**Problem details**
Render the lines of the data as a Markdown table, starting at the line containing "Please trace the outline of every instance of the tree" and ending at the line containing "557 119 L 554". Use two columns, Row and Content, and omit any blank lines.

= = = =

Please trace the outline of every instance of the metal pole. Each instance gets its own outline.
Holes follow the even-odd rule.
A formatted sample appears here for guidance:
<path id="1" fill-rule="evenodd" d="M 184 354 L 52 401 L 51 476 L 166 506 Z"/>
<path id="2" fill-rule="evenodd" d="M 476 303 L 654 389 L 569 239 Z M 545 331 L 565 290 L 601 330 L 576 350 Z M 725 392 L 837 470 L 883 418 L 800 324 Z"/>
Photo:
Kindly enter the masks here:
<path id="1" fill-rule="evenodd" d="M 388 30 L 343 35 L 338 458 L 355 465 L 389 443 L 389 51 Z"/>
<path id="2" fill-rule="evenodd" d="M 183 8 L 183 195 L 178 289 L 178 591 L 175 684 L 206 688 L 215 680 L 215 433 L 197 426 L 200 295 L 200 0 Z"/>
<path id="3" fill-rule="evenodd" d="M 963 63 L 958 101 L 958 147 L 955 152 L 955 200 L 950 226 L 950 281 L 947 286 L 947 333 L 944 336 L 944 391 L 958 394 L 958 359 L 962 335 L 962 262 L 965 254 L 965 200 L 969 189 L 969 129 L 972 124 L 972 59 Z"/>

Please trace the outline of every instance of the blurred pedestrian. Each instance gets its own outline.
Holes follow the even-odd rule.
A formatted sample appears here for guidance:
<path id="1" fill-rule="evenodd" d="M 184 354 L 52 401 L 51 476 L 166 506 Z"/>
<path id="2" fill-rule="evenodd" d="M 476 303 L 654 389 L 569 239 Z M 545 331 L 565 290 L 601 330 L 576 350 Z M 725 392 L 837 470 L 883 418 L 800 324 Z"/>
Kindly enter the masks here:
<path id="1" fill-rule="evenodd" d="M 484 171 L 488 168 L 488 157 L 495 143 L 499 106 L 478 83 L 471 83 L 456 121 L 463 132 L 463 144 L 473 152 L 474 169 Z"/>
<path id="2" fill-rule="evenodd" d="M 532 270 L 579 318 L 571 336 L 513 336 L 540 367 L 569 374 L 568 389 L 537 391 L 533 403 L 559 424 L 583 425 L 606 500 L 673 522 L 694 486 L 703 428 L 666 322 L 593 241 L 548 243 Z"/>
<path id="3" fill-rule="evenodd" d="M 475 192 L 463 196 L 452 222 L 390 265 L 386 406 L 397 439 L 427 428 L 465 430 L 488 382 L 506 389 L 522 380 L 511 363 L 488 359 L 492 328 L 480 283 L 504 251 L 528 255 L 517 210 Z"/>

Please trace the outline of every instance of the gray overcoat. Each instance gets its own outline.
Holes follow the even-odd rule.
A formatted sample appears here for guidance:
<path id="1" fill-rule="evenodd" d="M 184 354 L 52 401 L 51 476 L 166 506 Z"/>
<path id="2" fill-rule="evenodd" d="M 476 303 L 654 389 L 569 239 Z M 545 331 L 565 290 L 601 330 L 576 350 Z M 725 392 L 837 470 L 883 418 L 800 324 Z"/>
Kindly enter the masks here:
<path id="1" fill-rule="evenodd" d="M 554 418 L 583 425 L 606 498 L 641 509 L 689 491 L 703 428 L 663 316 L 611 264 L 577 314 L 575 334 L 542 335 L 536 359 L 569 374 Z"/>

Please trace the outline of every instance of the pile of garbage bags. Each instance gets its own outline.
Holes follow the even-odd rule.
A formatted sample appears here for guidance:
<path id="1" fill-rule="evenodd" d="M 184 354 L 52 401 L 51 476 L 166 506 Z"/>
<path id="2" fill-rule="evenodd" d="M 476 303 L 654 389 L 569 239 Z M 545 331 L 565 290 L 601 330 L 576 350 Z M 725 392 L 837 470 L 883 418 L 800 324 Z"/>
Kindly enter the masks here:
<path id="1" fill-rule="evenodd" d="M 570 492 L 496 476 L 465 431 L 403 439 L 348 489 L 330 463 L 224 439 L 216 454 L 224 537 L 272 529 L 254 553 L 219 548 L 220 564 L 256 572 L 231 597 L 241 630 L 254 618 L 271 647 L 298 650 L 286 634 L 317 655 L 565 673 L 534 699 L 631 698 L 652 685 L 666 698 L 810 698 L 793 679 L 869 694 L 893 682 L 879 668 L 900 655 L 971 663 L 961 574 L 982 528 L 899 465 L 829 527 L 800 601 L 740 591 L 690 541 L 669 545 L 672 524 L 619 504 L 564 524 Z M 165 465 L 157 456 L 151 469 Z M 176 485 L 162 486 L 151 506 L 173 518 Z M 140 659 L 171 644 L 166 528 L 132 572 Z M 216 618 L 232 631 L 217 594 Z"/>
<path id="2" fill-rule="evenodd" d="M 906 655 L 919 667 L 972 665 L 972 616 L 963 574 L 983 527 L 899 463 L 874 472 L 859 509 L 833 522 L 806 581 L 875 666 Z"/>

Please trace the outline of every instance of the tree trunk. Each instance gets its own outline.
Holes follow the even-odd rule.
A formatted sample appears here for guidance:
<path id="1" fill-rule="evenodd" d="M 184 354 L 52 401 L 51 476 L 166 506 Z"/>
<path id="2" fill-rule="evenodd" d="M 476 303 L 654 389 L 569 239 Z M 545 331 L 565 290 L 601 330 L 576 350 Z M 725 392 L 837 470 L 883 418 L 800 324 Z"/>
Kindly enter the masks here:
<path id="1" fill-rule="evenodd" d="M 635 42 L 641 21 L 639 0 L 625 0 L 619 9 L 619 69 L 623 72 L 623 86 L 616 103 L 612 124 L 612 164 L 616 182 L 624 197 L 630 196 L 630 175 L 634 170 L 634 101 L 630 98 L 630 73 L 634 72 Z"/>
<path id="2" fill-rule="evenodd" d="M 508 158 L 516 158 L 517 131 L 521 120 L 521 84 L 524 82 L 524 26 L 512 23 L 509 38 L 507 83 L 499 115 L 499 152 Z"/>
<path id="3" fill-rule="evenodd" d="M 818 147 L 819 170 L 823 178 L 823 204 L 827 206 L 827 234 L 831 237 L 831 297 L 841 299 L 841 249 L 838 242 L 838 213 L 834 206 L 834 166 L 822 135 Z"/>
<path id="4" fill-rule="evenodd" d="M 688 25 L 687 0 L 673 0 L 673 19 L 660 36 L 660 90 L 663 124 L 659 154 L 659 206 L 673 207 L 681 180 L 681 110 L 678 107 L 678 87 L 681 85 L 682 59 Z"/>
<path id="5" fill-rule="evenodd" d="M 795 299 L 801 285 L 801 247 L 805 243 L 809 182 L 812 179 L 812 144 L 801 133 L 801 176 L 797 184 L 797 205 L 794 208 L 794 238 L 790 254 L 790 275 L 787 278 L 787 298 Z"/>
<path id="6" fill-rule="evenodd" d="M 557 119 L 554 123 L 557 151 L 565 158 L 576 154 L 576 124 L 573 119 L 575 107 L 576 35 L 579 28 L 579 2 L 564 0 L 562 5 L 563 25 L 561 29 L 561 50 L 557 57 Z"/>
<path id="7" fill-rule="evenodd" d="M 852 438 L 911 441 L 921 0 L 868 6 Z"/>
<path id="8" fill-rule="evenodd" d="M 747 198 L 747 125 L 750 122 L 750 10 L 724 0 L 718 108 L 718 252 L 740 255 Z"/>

= = = =

**Exercise output**
| Row | Content |
|---|---|
| 1 | Please trace the outline of every instance of the tree trunk. Each instance gets its own outline. |
| 2 | Holes follow the even-odd rule. |
| 3 | A formatted sample appears here for guidance: |
| 4 | <path id="1" fill-rule="evenodd" d="M 184 354 L 52 401 L 51 476 L 166 506 Z"/> |
| 5 | <path id="2" fill-rule="evenodd" d="M 476 303 L 654 389 L 569 239 Z M 545 331 L 565 290 L 601 330 L 576 350 Z M 725 392 L 837 470 L 883 418 L 800 324 Z"/> |
| 6 | Kindly enter the masks here: |
| 7 | <path id="1" fill-rule="evenodd" d="M 635 42 L 641 21 L 639 0 L 625 0 L 619 9 L 619 69 L 623 72 L 623 86 L 616 103 L 612 124 L 612 164 L 616 182 L 624 197 L 630 196 L 630 175 L 634 170 L 634 101 L 630 98 L 630 73 L 634 72 Z"/> |
| 8 | <path id="2" fill-rule="evenodd" d="M 508 158 L 516 158 L 517 131 L 521 120 L 521 84 L 524 82 L 524 26 L 512 23 L 509 38 L 507 83 L 499 115 L 499 152 Z"/> |
| 9 | <path id="3" fill-rule="evenodd" d="M 818 147 L 819 170 L 823 178 L 823 204 L 827 206 L 827 234 L 831 237 L 831 297 L 841 299 L 841 249 L 838 242 L 838 213 L 834 206 L 834 166 L 822 135 Z"/> |
| 10 | <path id="4" fill-rule="evenodd" d="M 688 25 L 687 0 L 673 0 L 673 19 L 660 36 L 660 90 L 663 124 L 659 154 L 659 206 L 673 207 L 681 180 L 681 110 L 678 107 L 678 87 L 681 85 L 682 59 Z"/> |
| 11 | <path id="5" fill-rule="evenodd" d="M 795 299 L 801 285 L 801 247 L 805 243 L 809 182 L 812 179 L 812 144 L 801 133 L 801 176 L 797 184 L 797 205 L 794 208 L 794 238 L 790 254 L 790 275 L 787 278 L 787 298 Z"/> |
| 12 | <path id="6" fill-rule="evenodd" d="M 557 119 L 554 123 L 557 151 L 565 158 L 576 154 L 576 124 L 573 119 L 575 107 L 576 35 L 579 28 L 579 2 L 564 0 L 562 5 L 563 25 L 561 29 L 561 50 L 557 57 Z"/> |